WORK TO DO:
The entire listing is to be repeated verbatim.

SUPPLIED MATERIAL:
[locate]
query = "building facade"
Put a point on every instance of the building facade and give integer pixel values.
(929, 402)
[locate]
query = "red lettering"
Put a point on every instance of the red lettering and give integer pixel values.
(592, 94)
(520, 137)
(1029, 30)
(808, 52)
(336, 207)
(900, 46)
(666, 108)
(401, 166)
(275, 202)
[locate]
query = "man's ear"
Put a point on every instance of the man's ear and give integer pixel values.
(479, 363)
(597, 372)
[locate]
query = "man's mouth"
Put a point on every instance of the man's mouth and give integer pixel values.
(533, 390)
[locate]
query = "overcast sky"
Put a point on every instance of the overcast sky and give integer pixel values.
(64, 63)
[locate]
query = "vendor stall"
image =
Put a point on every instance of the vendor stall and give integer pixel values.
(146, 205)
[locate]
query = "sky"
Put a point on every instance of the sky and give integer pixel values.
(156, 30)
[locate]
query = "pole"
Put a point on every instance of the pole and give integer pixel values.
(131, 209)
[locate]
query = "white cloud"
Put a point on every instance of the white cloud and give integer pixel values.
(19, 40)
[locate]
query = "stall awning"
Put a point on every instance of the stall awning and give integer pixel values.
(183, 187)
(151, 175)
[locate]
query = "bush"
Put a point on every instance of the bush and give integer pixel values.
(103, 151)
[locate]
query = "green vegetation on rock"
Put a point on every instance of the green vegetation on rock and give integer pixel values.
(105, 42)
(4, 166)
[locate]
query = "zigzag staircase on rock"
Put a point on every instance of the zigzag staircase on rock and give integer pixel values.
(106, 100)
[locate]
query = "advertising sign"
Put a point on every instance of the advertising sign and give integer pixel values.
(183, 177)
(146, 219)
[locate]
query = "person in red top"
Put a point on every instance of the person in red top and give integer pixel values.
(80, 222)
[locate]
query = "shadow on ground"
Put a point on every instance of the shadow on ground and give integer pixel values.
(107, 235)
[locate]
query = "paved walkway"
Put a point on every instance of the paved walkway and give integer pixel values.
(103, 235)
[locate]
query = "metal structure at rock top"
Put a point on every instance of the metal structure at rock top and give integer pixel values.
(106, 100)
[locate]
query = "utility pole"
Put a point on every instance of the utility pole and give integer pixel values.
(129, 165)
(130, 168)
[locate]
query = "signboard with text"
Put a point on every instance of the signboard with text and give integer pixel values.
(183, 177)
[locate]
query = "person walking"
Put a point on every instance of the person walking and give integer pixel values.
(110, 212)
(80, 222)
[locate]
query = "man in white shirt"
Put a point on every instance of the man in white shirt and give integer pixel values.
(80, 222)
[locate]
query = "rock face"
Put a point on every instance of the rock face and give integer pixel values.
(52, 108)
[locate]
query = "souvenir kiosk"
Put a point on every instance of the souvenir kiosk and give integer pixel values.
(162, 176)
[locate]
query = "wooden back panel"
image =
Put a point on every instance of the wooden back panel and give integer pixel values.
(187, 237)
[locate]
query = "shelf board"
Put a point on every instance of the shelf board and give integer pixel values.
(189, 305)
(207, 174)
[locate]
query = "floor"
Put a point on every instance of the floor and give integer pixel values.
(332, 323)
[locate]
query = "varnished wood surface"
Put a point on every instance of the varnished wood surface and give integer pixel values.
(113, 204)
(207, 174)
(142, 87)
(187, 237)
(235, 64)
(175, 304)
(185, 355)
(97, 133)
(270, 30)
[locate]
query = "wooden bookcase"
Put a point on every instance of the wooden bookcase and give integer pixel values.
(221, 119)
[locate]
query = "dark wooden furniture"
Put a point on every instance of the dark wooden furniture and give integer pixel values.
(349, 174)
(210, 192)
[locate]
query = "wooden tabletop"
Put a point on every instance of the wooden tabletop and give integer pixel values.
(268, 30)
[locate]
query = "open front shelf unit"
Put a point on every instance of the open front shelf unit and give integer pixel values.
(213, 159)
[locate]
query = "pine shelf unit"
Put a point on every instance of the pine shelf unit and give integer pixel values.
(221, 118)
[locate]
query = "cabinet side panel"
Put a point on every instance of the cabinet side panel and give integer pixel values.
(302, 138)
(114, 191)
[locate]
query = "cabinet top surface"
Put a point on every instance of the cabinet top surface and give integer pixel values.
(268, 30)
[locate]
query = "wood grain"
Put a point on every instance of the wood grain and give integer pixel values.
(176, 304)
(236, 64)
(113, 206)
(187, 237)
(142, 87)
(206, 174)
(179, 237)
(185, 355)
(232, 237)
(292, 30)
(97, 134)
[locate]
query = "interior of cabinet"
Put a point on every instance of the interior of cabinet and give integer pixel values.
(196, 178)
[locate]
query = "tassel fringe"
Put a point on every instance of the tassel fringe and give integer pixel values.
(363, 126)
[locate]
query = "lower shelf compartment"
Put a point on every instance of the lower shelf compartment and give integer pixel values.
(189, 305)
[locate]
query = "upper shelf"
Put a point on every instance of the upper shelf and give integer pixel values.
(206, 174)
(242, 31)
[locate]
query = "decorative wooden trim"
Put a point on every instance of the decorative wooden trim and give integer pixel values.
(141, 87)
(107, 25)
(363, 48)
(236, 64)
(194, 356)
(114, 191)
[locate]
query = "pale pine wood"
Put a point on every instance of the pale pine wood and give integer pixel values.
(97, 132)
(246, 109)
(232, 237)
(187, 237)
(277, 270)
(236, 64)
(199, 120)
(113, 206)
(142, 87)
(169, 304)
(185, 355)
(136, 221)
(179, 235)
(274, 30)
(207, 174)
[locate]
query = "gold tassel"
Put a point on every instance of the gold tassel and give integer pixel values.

TASK RESULT:
[locate]
query = "building facade"
Put a point on every instance of the building facade and give integer pixel values.
(929, 402)
[locate]
query = "red lettering"
Put a point on every instance of the red lettering and give integer pixel values.
(592, 94)
(520, 137)
(1029, 30)
(808, 52)
(336, 207)
(900, 46)
(666, 108)
(401, 166)
(275, 202)
[locate]
query = "man's ear"
Put a point on every instance of the man's ear and give integer pixel values.
(479, 363)
(597, 372)
[locate]
query = "man's mouth"
Put a point on every instance of the man's mouth and give integer pixel values.
(533, 390)
[locate]
query = "overcast sky"
Put a point on every instance of the overcast sky and give integer pixel values.
(64, 63)
[locate]
query = "vendor stall"
image =
Put a point on every instance of the vendor stall and give integer pixel values.
(146, 205)
[locate]
query = "sky"
Put a point on every instance of the sky and give integer pixel values.
(156, 30)
[locate]
query = "pole"
Put a point on every instance of the pole and give integer pixel values.
(131, 209)
[locate]
query = "white cloud"
Put a point on every instance of the white cloud and give integer pixel values.
(19, 40)
[locate]
query = "stall awning"
Put a point on every instance of the stall awning and give integer pixel values.
(183, 187)
(151, 175)
[locate]
query = "bush"
Put a point on every instance of the bush and give integer pixel values.
(103, 151)
[locate]
query = "green vegetation on rock"
Put a point on every instance of the green vegetation on rock and give integer pixel values.
(105, 42)
(4, 166)
[locate]
query = "zigzag staircase on rock"
Put a point on every instance of the zigzag staircase on rock and give integer pixel values.
(106, 100)
[locate]
query = "advertising sign"
Put a point on every instance of the advertising sign and give integer pixel values.
(183, 177)
(146, 219)
[locate]
query = "person in red top"
Put a point on every instance of the person in red top and give integer pixel values.
(80, 222)
[locate]
query = "shadow on ground"
Put a point on every instance of the shadow on ground and give integer pixel values.
(107, 235)
[locate]
query = "paved walkway"
Put a point on every instance of the paved walkway and give integer pixel values.
(103, 235)
[locate]
query = "metal structure at rock top"
Put a point on every instance of the metal structure at rock top and give integer pixel values.
(106, 100)
[locate]
query = "utility pole"
Put a point on every instance of the utility pole and give integer pixel values.
(129, 165)
(130, 168)
[locate]
query = "signboard with text"
Put a point on every instance of the signboard with text and give integer pixel values.
(183, 177)
[locate]
query = "person walking"
Put a point on every instance of the person walking and give integer pixel values.
(110, 212)
(80, 222)
[locate]
query = "man in white shirt"
Put a point on every instance of the man in white shirt and give integer pixel values.
(80, 222)
[locate]
query = "rock face"
Put a point on every instance of the rock face and give integer pixel values.
(52, 108)
[locate]
query = "souvenir kiosk"
Put a point on every instance of the souvenir kiosk and give integer pixel values.
(162, 176)
[locate]
query = "wooden back panel"
image =
Put a point on every instance of the wooden back panel and give integer pixel values.
(187, 237)
[locate]
query = "shelf board"
Put a point on every instance of the shelf board and give integer pixel values.
(189, 305)
(207, 174)
[locate]
query = "floor"
Put a point on every instance of the floor and give integer pixel values.
(332, 323)
[locate]
query = "varnished wood surface"
Put a point on every instance of the varnished wood surface and give integer pixel values.
(113, 204)
(207, 174)
(142, 87)
(187, 237)
(235, 64)
(175, 304)
(185, 355)
(97, 133)
(270, 30)
[locate]
query = "wooden bookcase"
Put a point on every instance of the wooden bookcase and give integer pixel values.
(221, 119)
[locate]
query = "dark wooden furniture"
Put a point on every instance of the dark wooden furniture and give integer pixel values.
(349, 174)
(210, 192)
[locate]
query = "wooden tabletop"
Put a point on every instance of the wooden tabletop and give integer pixel values.
(268, 30)
[locate]
query = "open front shelf unit"
Put a point on every instance of the open front shelf unit and give integer pixel values.
(213, 159)
[locate]
query = "pine shelf unit"
Put a point on every instance of the pine shelf unit and give integer pixel values.
(221, 118)
[locate]
query = "cabinet side panel"
Put a point on every instance of the cabinet side panel and give integer pixel values.
(302, 138)
(114, 191)
[locate]
query = "cabinet top surface"
Put a point on every instance of the cabinet top surface and give integer pixel values.
(268, 30)
[locate]
query = "wood grain"
Put a point on every instance of the wood grain and give integer pixel values.
(176, 304)
(236, 64)
(113, 206)
(187, 237)
(142, 87)
(206, 174)
(179, 237)
(185, 355)
(232, 237)
(292, 30)
(97, 134)
[locate]
query = "interior of cabinet"
Put a point on every instance of the interior of cabinet and give integer pixel values.
(196, 178)
[locate]
query = "tassel fringe"
Put a point on every instance of the tassel fringe and give integer pixel values.
(363, 126)
[locate]
query = "lower shelf compartment"
Put a point on every instance of the lower shelf compartment and give integer pixel values.
(189, 305)
[locate]
query = "upper shelf"
Put a point on every instance of the upper shelf and give integer pixel values.
(206, 174)
(242, 31)
[locate]
query = "decorative wooden trim"
Put a point on every instance of the decorative wooden trim and give integer pixel values.
(141, 87)
(107, 25)
(363, 48)
(236, 64)
(194, 356)
(114, 191)
[locate]
query = "pale pine wood"
Put a point on every instance of the pale pine wood and give integer pixel values.
(97, 132)
(246, 109)
(232, 237)
(187, 237)
(277, 270)
(236, 64)
(199, 120)
(113, 206)
(142, 87)
(169, 304)
(185, 355)
(136, 221)
(179, 235)
(274, 30)
(207, 174)
[locate]
query = "gold tassel"
Put a point on every instance of the gold tassel and give integer pixel values.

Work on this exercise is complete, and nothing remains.